What is being asked
From the data below, retype exactly the lines starting with the one that contains "174L466 168L458 160L454" and ending with the one that contains "positive clicks: (475, 171)", both included.

(Data supplied Opens)

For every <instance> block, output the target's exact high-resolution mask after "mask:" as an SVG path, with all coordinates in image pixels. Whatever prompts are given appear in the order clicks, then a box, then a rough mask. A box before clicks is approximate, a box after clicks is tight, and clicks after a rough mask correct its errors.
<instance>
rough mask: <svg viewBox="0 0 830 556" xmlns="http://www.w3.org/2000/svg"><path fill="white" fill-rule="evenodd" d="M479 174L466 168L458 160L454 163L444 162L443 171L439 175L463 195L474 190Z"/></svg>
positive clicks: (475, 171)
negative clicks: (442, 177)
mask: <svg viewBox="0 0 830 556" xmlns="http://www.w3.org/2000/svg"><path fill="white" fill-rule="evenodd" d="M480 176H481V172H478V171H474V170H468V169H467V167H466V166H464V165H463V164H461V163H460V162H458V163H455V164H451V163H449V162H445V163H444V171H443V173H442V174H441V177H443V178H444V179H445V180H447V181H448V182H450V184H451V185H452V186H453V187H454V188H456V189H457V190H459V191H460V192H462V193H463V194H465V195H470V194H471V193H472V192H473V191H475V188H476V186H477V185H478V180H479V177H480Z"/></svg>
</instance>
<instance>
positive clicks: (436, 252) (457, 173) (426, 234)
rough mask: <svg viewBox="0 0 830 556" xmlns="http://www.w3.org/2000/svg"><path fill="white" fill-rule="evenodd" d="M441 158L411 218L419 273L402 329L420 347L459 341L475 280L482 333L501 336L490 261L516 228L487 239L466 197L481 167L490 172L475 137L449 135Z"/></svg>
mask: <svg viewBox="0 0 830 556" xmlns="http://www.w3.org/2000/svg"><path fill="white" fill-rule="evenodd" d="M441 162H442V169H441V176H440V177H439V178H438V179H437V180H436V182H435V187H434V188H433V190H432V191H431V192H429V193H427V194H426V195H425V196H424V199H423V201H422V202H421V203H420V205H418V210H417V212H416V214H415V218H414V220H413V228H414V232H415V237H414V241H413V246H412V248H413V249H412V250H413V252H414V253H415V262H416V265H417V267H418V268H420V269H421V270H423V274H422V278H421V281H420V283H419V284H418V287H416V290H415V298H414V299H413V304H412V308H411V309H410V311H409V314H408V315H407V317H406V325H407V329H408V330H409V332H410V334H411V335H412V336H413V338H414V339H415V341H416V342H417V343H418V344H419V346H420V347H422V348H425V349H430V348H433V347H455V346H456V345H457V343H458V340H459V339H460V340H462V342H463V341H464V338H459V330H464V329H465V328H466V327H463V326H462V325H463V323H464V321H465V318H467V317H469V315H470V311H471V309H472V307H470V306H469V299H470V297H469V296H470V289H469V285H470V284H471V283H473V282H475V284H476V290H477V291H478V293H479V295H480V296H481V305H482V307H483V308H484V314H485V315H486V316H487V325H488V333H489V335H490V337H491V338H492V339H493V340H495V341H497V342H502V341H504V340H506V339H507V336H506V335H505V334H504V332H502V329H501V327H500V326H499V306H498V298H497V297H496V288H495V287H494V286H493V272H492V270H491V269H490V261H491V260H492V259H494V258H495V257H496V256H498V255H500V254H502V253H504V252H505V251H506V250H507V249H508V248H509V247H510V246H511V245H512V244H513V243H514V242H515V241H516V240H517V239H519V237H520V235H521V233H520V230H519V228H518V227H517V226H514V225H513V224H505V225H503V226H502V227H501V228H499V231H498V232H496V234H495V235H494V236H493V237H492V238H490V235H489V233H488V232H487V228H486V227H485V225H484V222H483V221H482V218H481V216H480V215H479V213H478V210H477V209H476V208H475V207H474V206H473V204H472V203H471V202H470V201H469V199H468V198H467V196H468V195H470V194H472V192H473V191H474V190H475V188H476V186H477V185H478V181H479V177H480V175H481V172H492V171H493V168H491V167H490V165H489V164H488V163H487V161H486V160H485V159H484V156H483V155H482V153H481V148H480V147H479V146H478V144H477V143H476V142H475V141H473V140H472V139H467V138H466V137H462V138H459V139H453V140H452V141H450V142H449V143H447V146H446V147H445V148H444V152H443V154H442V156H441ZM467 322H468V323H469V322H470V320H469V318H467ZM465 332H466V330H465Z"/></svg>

(Data supplied Closes)

Output for this exercise
rough mask: <svg viewBox="0 0 830 556" xmlns="http://www.w3.org/2000/svg"><path fill="white" fill-rule="evenodd" d="M479 174L466 168L458 160L454 163L444 162L443 171L439 175L463 195L474 190Z"/></svg>
positive clicks: (475, 171)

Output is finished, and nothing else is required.